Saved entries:
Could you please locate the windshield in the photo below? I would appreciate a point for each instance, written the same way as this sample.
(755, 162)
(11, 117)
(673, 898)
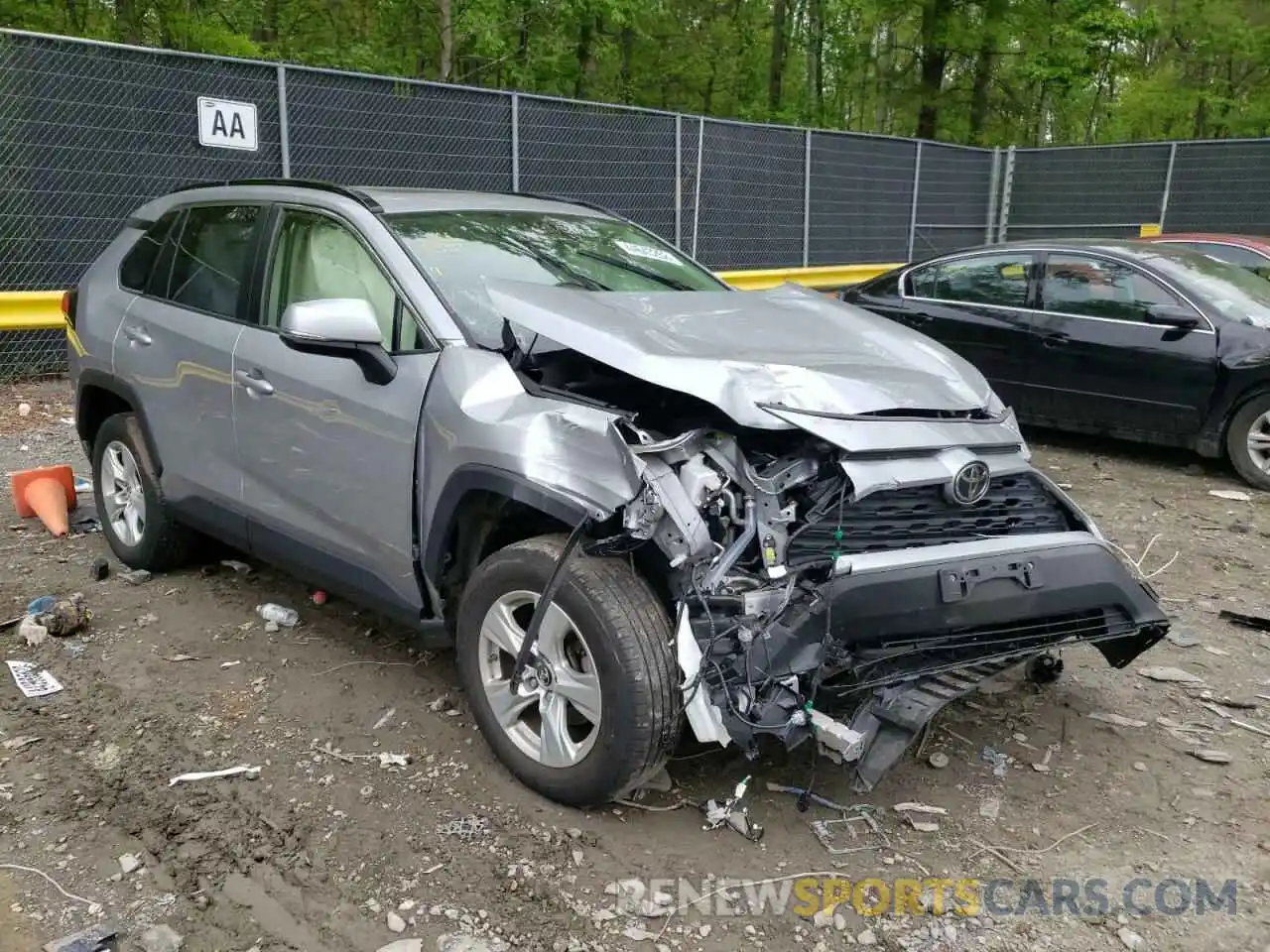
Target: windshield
(461, 252)
(1237, 294)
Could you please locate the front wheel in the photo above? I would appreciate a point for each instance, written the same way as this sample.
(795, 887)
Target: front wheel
(135, 518)
(598, 710)
(1247, 442)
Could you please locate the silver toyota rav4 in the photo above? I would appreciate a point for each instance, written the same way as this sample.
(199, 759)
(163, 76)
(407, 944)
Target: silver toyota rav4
(630, 495)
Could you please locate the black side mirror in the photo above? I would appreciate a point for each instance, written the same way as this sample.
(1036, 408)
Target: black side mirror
(1173, 316)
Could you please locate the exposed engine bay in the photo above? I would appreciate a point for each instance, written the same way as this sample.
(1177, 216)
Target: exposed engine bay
(839, 576)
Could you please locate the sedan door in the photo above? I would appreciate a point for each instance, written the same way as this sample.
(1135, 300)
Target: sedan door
(327, 456)
(976, 306)
(1101, 366)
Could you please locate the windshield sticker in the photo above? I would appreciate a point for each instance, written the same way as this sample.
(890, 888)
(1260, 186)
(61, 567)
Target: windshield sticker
(653, 254)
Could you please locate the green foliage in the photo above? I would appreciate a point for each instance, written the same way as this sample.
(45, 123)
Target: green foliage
(985, 71)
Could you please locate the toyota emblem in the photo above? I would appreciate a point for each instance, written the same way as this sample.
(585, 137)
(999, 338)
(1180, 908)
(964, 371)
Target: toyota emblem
(970, 484)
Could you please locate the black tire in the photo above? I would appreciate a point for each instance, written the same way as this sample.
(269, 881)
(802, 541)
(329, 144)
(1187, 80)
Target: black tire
(626, 633)
(164, 542)
(1237, 442)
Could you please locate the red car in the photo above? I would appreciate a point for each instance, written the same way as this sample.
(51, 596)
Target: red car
(1245, 250)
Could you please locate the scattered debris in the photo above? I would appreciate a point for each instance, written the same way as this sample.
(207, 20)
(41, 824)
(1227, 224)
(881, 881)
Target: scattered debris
(1180, 639)
(1210, 756)
(93, 907)
(95, 938)
(1234, 495)
(1170, 675)
(249, 772)
(811, 797)
(32, 631)
(1132, 941)
(1000, 762)
(1252, 728)
(730, 814)
(833, 844)
(271, 612)
(32, 680)
(1118, 720)
(160, 938)
(465, 826)
(1248, 621)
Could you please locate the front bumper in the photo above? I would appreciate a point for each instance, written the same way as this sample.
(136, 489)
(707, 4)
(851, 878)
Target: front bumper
(1028, 590)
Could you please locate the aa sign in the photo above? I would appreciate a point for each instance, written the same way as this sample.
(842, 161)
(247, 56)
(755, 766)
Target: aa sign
(226, 125)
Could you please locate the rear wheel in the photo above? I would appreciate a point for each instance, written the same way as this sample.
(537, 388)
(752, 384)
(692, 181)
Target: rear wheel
(1247, 442)
(130, 504)
(598, 710)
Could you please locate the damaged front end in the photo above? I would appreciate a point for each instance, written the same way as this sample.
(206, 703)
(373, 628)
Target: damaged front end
(843, 598)
(851, 530)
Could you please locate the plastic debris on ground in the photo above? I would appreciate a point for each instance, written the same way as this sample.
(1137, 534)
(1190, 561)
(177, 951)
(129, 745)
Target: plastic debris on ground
(95, 938)
(32, 680)
(249, 772)
(271, 612)
(731, 814)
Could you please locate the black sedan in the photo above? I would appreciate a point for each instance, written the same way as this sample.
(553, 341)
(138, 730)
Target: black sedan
(1130, 339)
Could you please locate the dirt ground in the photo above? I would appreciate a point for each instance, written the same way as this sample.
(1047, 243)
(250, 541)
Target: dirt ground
(178, 674)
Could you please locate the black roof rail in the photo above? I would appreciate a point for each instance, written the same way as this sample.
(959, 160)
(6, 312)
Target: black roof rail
(566, 199)
(357, 195)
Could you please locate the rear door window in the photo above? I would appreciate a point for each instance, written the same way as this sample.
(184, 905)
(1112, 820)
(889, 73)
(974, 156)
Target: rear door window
(213, 258)
(1097, 287)
(145, 268)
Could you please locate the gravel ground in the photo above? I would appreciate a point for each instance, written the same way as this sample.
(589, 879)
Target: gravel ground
(329, 849)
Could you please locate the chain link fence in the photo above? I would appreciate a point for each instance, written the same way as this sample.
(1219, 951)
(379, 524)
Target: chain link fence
(89, 131)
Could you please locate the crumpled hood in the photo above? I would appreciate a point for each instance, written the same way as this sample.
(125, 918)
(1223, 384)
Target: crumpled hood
(737, 350)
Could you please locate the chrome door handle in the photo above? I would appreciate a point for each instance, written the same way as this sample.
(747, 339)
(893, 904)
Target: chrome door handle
(254, 382)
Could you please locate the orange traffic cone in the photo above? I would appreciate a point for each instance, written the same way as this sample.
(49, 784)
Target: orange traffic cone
(48, 493)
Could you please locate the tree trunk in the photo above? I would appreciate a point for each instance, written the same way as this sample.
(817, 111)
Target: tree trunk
(447, 40)
(984, 63)
(585, 56)
(776, 66)
(934, 62)
(626, 42)
(127, 21)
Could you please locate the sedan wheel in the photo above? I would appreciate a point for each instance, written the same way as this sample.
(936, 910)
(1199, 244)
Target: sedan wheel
(1259, 442)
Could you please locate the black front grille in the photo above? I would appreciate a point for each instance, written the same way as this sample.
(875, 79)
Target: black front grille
(913, 518)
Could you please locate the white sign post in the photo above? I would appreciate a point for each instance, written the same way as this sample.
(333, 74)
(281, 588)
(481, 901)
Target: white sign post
(226, 125)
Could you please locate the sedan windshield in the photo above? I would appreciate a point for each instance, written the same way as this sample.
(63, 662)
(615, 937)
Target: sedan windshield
(461, 252)
(1236, 293)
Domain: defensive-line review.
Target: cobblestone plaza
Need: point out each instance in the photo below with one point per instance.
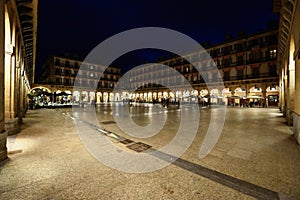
(256, 156)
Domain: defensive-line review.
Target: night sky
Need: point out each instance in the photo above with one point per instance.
(75, 27)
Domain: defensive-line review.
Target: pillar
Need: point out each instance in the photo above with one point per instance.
(291, 94)
(11, 119)
(296, 114)
(3, 134)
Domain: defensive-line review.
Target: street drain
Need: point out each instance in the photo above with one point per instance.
(139, 147)
(14, 152)
(108, 122)
(126, 141)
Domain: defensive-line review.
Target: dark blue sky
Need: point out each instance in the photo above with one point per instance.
(75, 27)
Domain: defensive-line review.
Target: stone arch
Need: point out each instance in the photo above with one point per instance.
(76, 96)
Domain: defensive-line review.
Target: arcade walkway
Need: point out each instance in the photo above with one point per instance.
(255, 157)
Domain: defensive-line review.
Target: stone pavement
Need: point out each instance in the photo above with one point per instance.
(256, 157)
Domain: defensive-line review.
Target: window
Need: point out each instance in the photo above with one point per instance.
(226, 76)
(240, 73)
(58, 80)
(272, 54)
(57, 62)
(255, 71)
(273, 70)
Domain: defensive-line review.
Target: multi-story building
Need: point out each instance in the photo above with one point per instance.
(18, 25)
(233, 72)
(288, 63)
(78, 81)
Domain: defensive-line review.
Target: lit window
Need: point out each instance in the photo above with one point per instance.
(273, 53)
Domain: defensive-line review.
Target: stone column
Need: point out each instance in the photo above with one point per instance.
(291, 93)
(3, 134)
(296, 115)
(281, 92)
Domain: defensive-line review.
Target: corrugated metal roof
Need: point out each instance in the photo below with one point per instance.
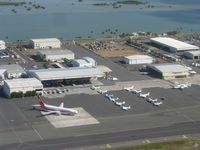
(194, 52)
(46, 40)
(165, 68)
(178, 45)
(23, 83)
(66, 73)
(138, 57)
(56, 52)
(12, 68)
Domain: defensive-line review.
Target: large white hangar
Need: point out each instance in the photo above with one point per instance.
(22, 85)
(138, 59)
(56, 55)
(169, 71)
(173, 45)
(45, 43)
(66, 76)
(195, 55)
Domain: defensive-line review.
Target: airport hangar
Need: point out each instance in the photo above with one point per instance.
(168, 71)
(194, 55)
(137, 59)
(45, 43)
(22, 85)
(56, 55)
(172, 45)
(66, 76)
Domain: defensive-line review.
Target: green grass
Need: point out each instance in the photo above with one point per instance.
(173, 145)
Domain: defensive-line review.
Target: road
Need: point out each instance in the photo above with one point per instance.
(82, 141)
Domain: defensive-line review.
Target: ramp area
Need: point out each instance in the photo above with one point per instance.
(62, 121)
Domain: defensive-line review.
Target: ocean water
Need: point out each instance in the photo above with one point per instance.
(72, 19)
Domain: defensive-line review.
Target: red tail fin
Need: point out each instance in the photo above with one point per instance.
(41, 102)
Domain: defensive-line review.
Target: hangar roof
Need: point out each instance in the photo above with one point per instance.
(66, 73)
(167, 68)
(45, 40)
(178, 45)
(23, 83)
(138, 57)
(56, 52)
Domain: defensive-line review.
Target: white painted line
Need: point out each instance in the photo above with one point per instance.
(108, 145)
(184, 136)
(147, 141)
(41, 138)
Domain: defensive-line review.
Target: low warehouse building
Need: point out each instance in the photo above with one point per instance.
(169, 71)
(195, 55)
(66, 76)
(22, 85)
(85, 62)
(12, 71)
(56, 55)
(138, 59)
(173, 45)
(2, 45)
(45, 43)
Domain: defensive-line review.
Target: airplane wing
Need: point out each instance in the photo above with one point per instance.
(51, 112)
(61, 104)
(36, 105)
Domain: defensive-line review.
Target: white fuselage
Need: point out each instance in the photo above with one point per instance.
(63, 110)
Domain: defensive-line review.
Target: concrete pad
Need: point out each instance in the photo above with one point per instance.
(62, 121)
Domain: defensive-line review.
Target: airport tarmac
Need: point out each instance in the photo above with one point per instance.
(20, 125)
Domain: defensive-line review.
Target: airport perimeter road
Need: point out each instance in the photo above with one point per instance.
(82, 141)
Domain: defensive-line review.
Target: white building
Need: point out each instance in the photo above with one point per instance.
(173, 45)
(169, 71)
(56, 55)
(138, 59)
(195, 55)
(85, 62)
(2, 45)
(12, 71)
(45, 43)
(22, 85)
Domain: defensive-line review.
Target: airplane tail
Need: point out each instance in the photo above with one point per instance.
(41, 102)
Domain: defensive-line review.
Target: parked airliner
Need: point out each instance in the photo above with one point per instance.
(51, 109)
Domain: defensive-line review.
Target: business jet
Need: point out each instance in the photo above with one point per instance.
(157, 103)
(126, 108)
(151, 100)
(137, 91)
(102, 91)
(182, 86)
(130, 88)
(51, 109)
(144, 95)
(120, 103)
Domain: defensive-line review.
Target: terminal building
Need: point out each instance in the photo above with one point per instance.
(56, 55)
(138, 59)
(85, 62)
(66, 76)
(11, 71)
(194, 55)
(47, 43)
(172, 45)
(22, 85)
(168, 71)
(2, 45)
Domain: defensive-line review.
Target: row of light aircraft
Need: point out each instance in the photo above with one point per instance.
(155, 102)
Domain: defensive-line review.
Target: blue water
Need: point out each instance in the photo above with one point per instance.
(62, 19)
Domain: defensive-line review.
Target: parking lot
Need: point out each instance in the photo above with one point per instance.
(19, 123)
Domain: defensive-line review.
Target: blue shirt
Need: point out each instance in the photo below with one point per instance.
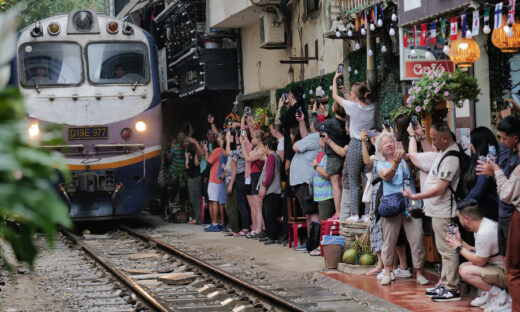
(507, 161)
(396, 184)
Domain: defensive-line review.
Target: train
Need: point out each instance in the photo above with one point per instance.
(97, 77)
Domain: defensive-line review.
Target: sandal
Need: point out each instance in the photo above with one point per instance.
(315, 253)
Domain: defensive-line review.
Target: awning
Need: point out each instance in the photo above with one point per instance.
(135, 6)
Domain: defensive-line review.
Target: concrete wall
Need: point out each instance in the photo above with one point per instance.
(262, 69)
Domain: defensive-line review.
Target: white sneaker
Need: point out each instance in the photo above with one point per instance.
(477, 302)
(402, 273)
(353, 218)
(382, 274)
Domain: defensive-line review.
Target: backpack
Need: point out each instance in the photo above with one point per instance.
(464, 160)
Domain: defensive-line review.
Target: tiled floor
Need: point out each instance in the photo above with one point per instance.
(403, 292)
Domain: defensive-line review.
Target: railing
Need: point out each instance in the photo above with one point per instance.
(356, 6)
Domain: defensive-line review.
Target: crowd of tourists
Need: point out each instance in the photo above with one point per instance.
(401, 183)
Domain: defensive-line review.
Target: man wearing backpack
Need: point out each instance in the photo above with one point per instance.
(440, 205)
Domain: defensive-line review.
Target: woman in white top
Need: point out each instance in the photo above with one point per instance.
(362, 116)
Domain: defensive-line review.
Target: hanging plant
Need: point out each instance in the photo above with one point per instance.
(437, 86)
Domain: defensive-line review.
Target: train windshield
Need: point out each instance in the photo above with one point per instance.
(118, 62)
(50, 63)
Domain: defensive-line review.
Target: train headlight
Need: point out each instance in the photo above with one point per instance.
(53, 29)
(83, 20)
(34, 131)
(126, 133)
(140, 126)
(113, 27)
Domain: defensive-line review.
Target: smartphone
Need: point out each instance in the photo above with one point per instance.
(371, 133)
(386, 122)
(415, 122)
(322, 131)
(340, 68)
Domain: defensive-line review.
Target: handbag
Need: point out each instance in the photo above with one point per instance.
(391, 205)
(368, 190)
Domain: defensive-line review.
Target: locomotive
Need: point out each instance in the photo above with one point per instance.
(97, 77)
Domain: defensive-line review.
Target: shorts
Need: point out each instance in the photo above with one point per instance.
(247, 182)
(334, 165)
(493, 275)
(303, 192)
(255, 177)
(213, 191)
(326, 209)
(222, 193)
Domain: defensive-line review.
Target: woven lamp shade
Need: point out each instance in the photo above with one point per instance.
(464, 52)
(505, 43)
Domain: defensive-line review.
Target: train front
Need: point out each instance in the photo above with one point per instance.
(96, 76)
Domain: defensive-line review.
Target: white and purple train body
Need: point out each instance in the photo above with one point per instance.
(96, 76)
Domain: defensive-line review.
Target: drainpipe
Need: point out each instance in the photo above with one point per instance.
(371, 63)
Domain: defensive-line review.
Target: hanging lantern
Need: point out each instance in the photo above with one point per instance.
(464, 52)
(503, 39)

** What you have to do **
Render the listing above as a numbered list, from its first line through the line containing "(1237, 294)", with blank lines dropped and the pictures left out.

** Final result **
1. Could you please locate the windshield in the photo below? I would appreciate a point for each instance, written the same way as this sample.
2. (755, 162)
3. (11, 117)
4. (673, 898)
5. Target: windshield
6. (461, 252)
7. (1237, 294)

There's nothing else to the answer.